**Task to carry out**
Reproduce the data below line for line, without changing any characters, and omit the pictures from your output.
— start Data for this task —
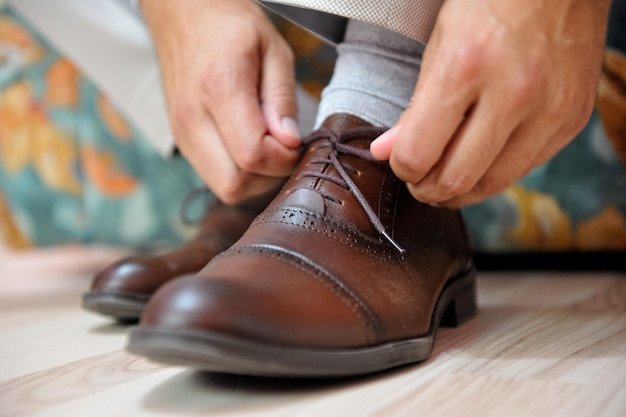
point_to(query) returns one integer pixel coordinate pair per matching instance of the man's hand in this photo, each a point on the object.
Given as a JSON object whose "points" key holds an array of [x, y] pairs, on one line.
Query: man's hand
{"points": [[230, 91], [504, 85]]}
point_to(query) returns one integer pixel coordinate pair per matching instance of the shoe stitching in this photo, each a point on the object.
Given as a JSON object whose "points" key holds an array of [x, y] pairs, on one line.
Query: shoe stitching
{"points": [[349, 240], [339, 143], [329, 280]]}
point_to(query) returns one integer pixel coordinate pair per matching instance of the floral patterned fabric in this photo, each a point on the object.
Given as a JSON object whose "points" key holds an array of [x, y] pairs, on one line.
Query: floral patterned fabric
{"points": [[72, 169]]}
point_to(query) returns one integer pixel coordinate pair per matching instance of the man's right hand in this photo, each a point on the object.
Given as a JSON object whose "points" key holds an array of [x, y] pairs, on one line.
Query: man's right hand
{"points": [[229, 85]]}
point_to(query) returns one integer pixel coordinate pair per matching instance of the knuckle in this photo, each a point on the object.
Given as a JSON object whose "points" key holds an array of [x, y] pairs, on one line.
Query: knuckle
{"points": [[466, 62], [231, 191], [454, 185], [523, 86], [182, 111], [405, 166]]}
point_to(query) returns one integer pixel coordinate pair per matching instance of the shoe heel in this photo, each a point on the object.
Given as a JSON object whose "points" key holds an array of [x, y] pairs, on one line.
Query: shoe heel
{"points": [[463, 305]]}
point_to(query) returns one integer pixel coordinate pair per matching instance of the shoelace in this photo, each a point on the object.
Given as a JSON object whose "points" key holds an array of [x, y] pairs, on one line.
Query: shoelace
{"points": [[337, 145]]}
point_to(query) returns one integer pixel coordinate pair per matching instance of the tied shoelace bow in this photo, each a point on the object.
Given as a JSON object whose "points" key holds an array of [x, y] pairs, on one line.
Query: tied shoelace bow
{"points": [[337, 144]]}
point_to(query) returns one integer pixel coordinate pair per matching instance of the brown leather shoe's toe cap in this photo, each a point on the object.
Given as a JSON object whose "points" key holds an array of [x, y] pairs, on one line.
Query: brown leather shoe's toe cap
{"points": [[134, 275], [262, 299]]}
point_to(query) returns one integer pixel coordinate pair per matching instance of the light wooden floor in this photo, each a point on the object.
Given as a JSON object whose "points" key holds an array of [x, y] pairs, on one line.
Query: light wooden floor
{"points": [[542, 345]]}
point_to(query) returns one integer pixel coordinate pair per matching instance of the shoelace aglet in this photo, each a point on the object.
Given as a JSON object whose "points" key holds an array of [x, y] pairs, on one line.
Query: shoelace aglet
{"points": [[393, 242]]}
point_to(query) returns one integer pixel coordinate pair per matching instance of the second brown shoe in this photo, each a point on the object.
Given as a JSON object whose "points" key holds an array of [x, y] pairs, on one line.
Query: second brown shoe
{"points": [[344, 273], [122, 289]]}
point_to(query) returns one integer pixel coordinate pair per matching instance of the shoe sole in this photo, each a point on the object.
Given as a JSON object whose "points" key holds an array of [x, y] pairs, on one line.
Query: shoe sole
{"points": [[211, 351], [120, 306]]}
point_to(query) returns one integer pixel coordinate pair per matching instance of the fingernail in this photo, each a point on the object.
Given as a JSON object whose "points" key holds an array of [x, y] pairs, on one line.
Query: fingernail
{"points": [[388, 134], [290, 126]]}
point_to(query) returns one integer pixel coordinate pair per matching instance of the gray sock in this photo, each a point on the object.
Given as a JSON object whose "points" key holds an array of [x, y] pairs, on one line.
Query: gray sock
{"points": [[374, 76]]}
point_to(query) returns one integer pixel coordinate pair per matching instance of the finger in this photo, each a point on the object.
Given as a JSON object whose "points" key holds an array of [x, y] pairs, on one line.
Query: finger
{"points": [[442, 98], [476, 145], [516, 160], [205, 151], [233, 101], [278, 95]]}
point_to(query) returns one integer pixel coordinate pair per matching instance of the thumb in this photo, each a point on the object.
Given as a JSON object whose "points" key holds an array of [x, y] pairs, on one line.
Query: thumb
{"points": [[278, 95]]}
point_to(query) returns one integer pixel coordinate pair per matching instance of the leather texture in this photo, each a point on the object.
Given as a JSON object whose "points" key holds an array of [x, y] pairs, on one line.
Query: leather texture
{"points": [[313, 271], [134, 279]]}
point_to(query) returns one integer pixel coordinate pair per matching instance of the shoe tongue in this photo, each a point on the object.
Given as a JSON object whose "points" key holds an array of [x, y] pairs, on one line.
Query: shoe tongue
{"points": [[308, 199], [341, 122]]}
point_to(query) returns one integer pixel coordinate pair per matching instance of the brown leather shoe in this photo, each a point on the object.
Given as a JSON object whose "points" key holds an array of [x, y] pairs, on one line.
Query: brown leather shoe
{"points": [[122, 289], [344, 273]]}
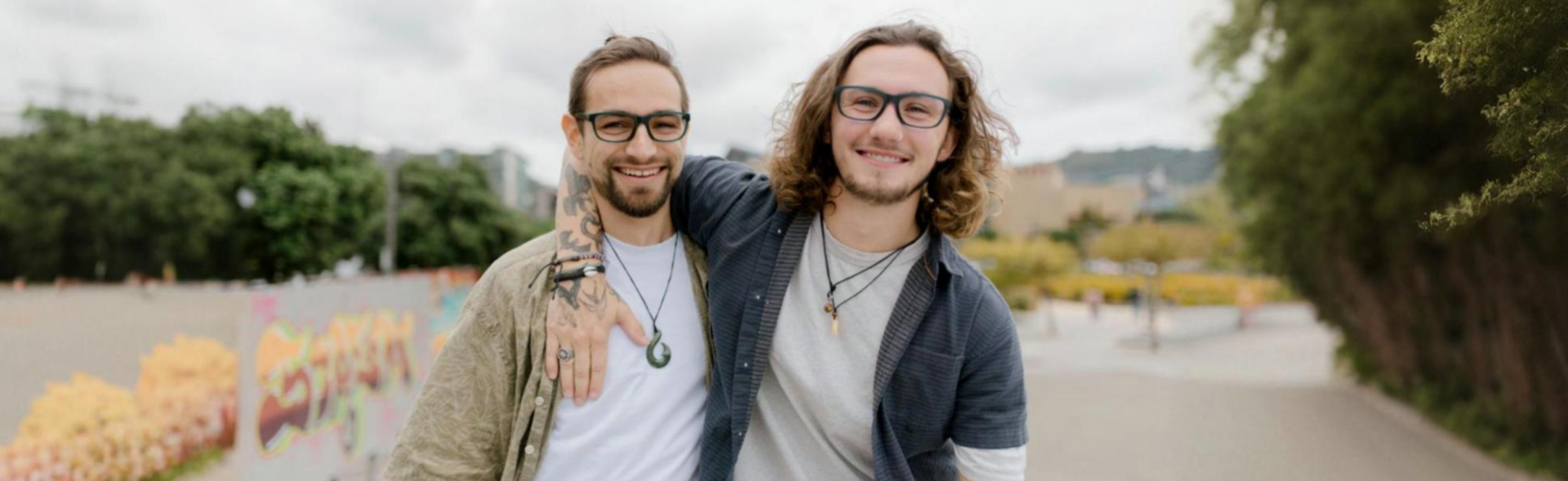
— end Data for this task —
**Worked solution**
point_to(query) returns one integer pixel coordinate pair per matching instance of the man's hand in this photo, each a point on the object.
Given as a JSON object whose "points" key holds an array of [x, y] pairs, on one line.
Query: man's hand
{"points": [[230, 91], [504, 85]]}
point_to(query) returns one integer pixel coordinate pair per matching instance of the shoe stitching in this photo, each a point on the object.
Given as a JSON object whose "points" key holds an array of [x, y] pairs, on one line.
Query: shoe stitching
{"points": [[349, 240], [339, 143], [329, 280]]}
point_to(query) returns one integer pixel coordinate pair per matching instance of the floral patterned fabric in this photo, each a point on the object.
Given as a JSON object whose "points" key holds an array of [x, y] pairs, on one line.
Query: floral patterned fabric
{"points": [[72, 169]]}
point_to(query) returns one integer pixel coordinate pair per matching instance of the man's right hand in this photo, each a point on the object.
Given as a JSON object whose "points" key holds an array of [x, y] pairs, on one line.
Query: man's right hand
{"points": [[229, 85]]}
point_to(query) returns one integer pixel coordinate pair per matching instance of the knuckle in this photo, each a point on the object.
Given as a JSON object whose "points" key holds an array of [x, y] pairs, on one line.
Query: knuckle
{"points": [[466, 62], [231, 191], [454, 185], [523, 86], [182, 111], [405, 166]]}
point_to(query) returns one integer pixel coordinate pair per matching instance of the shoe heel in this photo, each a point on the object.
Given as a JSON object whose "points" key holds an array of [x, y] pairs, on one line.
Query: shoe heel
{"points": [[463, 305]]}
point_to(query) returns one integer pixel coordinate pair per matching instance of the shoelace in this photo, each a point on the object.
Given as a JSON object whose "points" key holds an array of [x, y] pairs, on one line.
Query: shoelace
{"points": [[337, 145]]}
point_to(query) returns one integer pixel coordinate pair per matching instance of the tied shoelace bow in this photo, each a point on the object.
Given as a JSON object whose "points" key holds an array of [x, y] pairs, on one line.
Query: tied shoelace bow
{"points": [[337, 144]]}
point_to(query) returns one integer pixel coordinate pair per matching instance of the brown leather shoe's toe cap in this photo, each a point on the object.
Given as a JSON object whose "points" key holds an array of [x, y] pairs, on one line.
Query: brown leather shoe's toe cap
{"points": [[134, 275], [262, 299]]}
point_to(query) returns one integer pixel coordinate pair per matching instance of the light wooden floor in this photo, each a point on the object.
Given as a JSON object whose "points" key holds an array of [x, y] pairs, on one line.
Query: light wooden floor
{"points": [[542, 345]]}
point_to(query) returns one integer pixel coordinate pair per matching instance of the shoelace aglet in this photo, each a point on the object.
Given as a JSON object whose "points" key holds an array of [x, y] pairs, on one line.
Query: shoelace aglet
{"points": [[393, 242]]}
point_to(query) returns one integer pixel coordinate pair per matching instance of the second brown shoe in this photo, each a point on the object.
Given as a JSON object whose "points" key holds an array of [x, y] pairs, on one line.
Query: second brown shoe
{"points": [[344, 273], [122, 289]]}
point_to(query) returns one integer pixel coordinate pair per matching instance of the shoe sole in this photo, each a point on the object.
Given as a JSON object whose "points" key holds an array of [x, y] pairs, on one line.
Query: shoe sole
{"points": [[211, 351], [120, 306]]}
point_to(query) returns one integer pixel coordinate pair per matching instance of the fingernail in this photo, each a point on the object.
Given as a JSON object whose "points" key holds an array of [x, y] pairs, on one line.
Query: fingernail
{"points": [[388, 134], [290, 126]]}
point_to(query) returns one integer pixel coordinate pair per matching instance of the gray sock in this photo, each a point on the object.
Given as a JSON object whose "points" key holds an array of [x, y] pairs, on one line.
Query: gray sock
{"points": [[374, 76]]}
point_to(query) returns one integer pixel coordinate pair per matching instance of the finger in this photo, each a point on the object.
Given as a JSON object whose "points" key holds an array of [x, y] pairs, on one line.
Query: finger
{"points": [[442, 98], [476, 145], [516, 160], [205, 151], [233, 101], [278, 95]]}
point_to(query) returns one integer pixel coordinate pair per matching instance of the thumb in this photo, each a point on the object.
Given as a JSON object whose "points" key holds an array of [x, y] pairs, on one line.
Query: thumb
{"points": [[278, 95]]}
point_to(query) returns one integer pixel coordinate pair per matching instance of the leather texture in this photo, each a point on the object.
Given as a JSON object whose "points" key holds an array of [x, y] pairs, on one line.
Query: leather texture
{"points": [[313, 271], [134, 279]]}
point_to(query) returns one integer pixel coordinate pair per matching instance of the shoe tongue in this photo, each a point on the object.
Given as a JSON object whose "points" key holds an array of [x, y] pairs, on one line.
Query: shoe tongue
{"points": [[308, 199], [341, 122]]}
point_to(query) returns one integer pixel coordinate pair per matching instance of the brown leather shoe in this photo, each a point on the object.
Given as a JSON object whose "points" key holds an array of [x, y] pairs, on one line.
Query: brown leather shoe
{"points": [[122, 289], [344, 273]]}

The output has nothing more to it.